Pointing dataset listing:
------------------------------------

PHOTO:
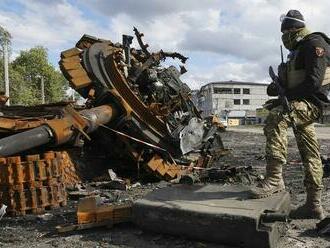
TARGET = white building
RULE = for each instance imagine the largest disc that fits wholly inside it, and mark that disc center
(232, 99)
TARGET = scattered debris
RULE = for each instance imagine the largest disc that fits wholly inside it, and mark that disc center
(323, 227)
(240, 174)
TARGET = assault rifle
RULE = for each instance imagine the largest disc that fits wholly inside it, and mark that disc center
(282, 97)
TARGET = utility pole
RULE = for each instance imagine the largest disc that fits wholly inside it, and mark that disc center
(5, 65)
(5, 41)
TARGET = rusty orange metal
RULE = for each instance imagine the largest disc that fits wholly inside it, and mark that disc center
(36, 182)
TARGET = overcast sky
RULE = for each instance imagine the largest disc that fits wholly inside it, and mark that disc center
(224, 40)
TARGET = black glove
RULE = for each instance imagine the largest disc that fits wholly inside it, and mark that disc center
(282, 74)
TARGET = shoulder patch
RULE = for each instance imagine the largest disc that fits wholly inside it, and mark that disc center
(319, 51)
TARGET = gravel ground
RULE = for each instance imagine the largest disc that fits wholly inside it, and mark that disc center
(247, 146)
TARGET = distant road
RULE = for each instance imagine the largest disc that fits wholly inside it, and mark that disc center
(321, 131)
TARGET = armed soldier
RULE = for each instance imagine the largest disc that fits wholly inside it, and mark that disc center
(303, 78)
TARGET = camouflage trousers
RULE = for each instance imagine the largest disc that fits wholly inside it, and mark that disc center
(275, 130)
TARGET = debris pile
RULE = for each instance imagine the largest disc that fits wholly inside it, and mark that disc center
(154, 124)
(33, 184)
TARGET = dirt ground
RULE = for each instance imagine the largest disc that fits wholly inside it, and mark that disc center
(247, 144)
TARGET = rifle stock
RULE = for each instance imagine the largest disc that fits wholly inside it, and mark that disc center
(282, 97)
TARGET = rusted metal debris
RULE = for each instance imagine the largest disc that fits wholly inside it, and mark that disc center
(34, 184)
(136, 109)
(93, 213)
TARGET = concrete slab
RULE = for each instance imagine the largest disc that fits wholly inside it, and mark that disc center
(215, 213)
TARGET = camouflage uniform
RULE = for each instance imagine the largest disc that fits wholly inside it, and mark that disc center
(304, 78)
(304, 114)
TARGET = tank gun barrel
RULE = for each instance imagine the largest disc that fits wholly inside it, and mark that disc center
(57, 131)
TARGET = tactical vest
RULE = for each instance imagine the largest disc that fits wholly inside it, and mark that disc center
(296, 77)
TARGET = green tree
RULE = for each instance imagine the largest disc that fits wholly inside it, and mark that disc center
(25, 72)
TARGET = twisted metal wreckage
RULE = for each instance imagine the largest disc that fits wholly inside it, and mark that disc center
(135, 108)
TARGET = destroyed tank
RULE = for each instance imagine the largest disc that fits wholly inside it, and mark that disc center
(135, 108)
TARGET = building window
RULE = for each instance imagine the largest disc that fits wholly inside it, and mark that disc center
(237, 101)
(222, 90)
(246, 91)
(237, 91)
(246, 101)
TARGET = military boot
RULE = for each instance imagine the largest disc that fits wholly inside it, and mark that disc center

------------------------------------

**EXERCISE OBJECTIVE**
Starting at the line that contains "TARGET = twisted metal wreckage" and continuing to the end of the listing, reproduce those lines with "destroyed tank" changed to "wrecked tank" and nothing else altered.

**RESPONSE TO THIS TASK**
TARGET = twisted metal wreckage
RULE = for each instance imagine the largest disc that fits wholly inside it, and mark that disc center
(135, 108)
TARGET = wrecked tank
RULE = for each instance imagine the largest disc that fits wholly inside it, and mark that disc center
(135, 108)
TARGET = building window
RULE = for each instance imagine the largest disc that fits wholly inside it, and mark that disc center
(237, 101)
(222, 90)
(246, 91)
(237, 91)
(246, 101)
TARGET = military boot
RULE = for each instance imagine the largest disc that fits wholly inside it, and mark that disc center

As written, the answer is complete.